*Excerpt to read*.

*** Block opens ***

Judge rules against Illinois in Medicaid payment case

CHICAGO – Illinois violated consent decrees by allowing $2 billion in Medicaid bills to pile up, a federal judge ruled Wednesday.

The decision stopped short of ordering the state to immediately prioritize the payments over “core” obligations like debt service and pension contributions, but it poses another strain that could force the state to reshuffle how it doles out its sparse cash in the absence of a budget.

The decision from Judge Joan Lefkow of the U.S. District Court for the Northern District of Illinois’ Eastern Division gives the state some breathing room by allowing time to reach a negotiated agreement.

Illinois State Comptroller Susana Mendoza

“The parties are directed to continue to negotiate to achieve substantial compliance with the consent decrees in these cases,” said the order released late Wednesday. “If they cannot reach a negotiated solution, either party may make an appropriate motion, to be noticed for presentment on June 20, 2017, at 10:00 a.m.”

The “solution” stands to influence investor sentiments over the state’s ability to meet its obligations, may prompt other stakeholders starved for payment to seek court help, and could threaten the state’s already freshly downgraded credit due to the two-year-old budget impasse.

The state has been operating without a budget since July 2015, piling up more than $14 billion in past-due obligations in the process.

*** Block closes ***

*Dataset excerpts*.
*** Block opens ***

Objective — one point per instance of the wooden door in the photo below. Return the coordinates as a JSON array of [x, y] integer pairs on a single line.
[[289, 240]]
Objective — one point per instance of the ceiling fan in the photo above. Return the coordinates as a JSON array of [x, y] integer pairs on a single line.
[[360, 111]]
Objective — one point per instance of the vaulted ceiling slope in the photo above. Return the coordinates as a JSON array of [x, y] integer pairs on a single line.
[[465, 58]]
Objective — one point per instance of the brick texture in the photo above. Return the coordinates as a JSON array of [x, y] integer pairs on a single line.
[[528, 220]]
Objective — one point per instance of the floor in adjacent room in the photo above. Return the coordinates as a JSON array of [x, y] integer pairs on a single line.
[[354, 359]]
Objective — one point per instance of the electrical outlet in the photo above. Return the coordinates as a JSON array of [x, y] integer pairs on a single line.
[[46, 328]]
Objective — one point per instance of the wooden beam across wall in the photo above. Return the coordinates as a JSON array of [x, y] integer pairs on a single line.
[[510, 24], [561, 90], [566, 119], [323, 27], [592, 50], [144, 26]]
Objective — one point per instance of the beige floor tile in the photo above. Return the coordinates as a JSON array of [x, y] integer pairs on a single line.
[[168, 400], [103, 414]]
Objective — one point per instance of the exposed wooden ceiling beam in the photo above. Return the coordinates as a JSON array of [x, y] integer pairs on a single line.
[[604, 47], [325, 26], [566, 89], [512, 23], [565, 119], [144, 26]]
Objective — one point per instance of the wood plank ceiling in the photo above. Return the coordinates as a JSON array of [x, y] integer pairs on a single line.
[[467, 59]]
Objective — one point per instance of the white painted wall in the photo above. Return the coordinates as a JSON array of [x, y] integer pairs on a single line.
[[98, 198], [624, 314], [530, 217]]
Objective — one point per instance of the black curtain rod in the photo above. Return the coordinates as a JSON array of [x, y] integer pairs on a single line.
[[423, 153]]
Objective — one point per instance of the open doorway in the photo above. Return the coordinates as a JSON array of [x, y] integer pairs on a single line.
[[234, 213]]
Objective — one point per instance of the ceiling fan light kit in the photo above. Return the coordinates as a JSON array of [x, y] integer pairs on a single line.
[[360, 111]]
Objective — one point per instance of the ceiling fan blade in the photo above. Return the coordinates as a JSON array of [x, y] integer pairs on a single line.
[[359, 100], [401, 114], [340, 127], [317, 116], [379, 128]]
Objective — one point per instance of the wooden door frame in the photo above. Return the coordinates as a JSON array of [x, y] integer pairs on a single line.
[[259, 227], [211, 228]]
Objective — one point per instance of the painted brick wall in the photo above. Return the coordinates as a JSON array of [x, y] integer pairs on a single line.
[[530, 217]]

*** Block closes ***

*Work instructions*. Reproduce the passage of the Medicaid ruling article starting with "CHICAGO – Illinois" and going on through "a negotiated agreement.", swapping "sparse" for "limited".

*Reply to the task*.
CHICAGO – Illinois violated consent decrees by allowing $2 billion in Medicaid bills to pile up, a federal judge ruled Wednesday.

The decision stopped short of ordering the state to immediately prioritize the payments over “core” obligations like debt service and pension contributions, but it poses another strain that could force the state to reshuffle how it doles out its limited cash in the absence of a budget.

The decision from Judge Joan Lefkow of the U.S. District Court for the Northern District of Illinois’ Eastern Division gives the state some breathing room by allowing time to reach a negotiated agreement.